## WHAT TO WORK ON
In the news report on the UAE bank closing a Maltese businessman's accounts, what was the total value of the two cheques Noor Bank handed to Fenech?

Biodun Iginla, BBC News

Biodun Iginla, BBC News

Tuesday, December 17, 2019

UAE shuts accounts of Maltese tycoon accused of journalist's murder

December 17, 2019  16H:19  GMT/ZULU
LONDON - A Dubai bank shuttered accounts earlier this year of a secret offshore company belonging to a Maltese businessman since charged with the murder of an investigative journalist, two banking officials have said.
Maltese businessman Yorgen Fenech, who was arrested in connection with an investigation into the murder of journalist Daphne Caruana Galizia, leaves the Courts of Justice in Valletta, Malta, November 29, 2019. REUTERS/Yara Nardi
The businessman, Yorgen Fenech, was charged last month with complicity in the 2017 killing of Daphne Caruana Galizia, who had written about the company, 17 Black Limited, shortly before her death. He has denied the accusation.
The banking officials told Reuters that prior to the murder accusation, Noor Bank had handed Fenech two cheques totaling 6.1 million dirhams ($1.7 million) when in April 2019 it closed the accounts established in the name 17 Black.

(Coordinate annotation records)
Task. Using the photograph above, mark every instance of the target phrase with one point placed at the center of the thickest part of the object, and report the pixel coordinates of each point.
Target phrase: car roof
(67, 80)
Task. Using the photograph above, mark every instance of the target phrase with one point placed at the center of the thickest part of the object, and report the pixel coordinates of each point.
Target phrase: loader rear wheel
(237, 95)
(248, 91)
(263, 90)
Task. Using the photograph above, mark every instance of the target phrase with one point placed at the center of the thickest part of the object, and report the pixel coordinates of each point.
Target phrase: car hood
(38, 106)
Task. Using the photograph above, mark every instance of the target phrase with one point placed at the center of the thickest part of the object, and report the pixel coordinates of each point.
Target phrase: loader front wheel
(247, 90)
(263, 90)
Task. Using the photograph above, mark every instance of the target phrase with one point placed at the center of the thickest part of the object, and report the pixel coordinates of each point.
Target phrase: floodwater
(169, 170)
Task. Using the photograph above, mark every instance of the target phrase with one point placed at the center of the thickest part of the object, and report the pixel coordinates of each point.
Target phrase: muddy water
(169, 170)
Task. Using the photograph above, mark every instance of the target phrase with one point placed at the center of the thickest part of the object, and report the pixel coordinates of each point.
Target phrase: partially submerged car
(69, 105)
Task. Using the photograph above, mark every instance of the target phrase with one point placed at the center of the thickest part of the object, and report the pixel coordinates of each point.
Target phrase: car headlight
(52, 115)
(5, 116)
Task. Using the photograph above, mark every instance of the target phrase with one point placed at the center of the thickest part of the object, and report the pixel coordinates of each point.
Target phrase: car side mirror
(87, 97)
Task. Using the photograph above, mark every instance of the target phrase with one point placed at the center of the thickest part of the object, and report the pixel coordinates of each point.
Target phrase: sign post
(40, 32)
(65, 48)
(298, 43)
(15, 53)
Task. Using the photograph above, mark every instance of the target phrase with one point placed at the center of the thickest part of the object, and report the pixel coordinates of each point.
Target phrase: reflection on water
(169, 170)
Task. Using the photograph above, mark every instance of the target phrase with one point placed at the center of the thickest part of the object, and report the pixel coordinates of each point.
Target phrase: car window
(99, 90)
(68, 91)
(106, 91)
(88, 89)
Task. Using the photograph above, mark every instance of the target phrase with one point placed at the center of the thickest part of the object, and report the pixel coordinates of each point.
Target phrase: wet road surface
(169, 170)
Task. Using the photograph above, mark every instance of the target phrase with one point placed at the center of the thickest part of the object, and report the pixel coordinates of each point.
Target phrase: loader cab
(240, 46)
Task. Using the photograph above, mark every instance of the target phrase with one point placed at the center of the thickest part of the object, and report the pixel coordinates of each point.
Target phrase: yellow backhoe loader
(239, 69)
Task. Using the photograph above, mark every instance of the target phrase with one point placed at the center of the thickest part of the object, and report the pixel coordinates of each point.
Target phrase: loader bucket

## SOLUTION TO THE PROBLEM
6.1 million dirhams ($1.7 million).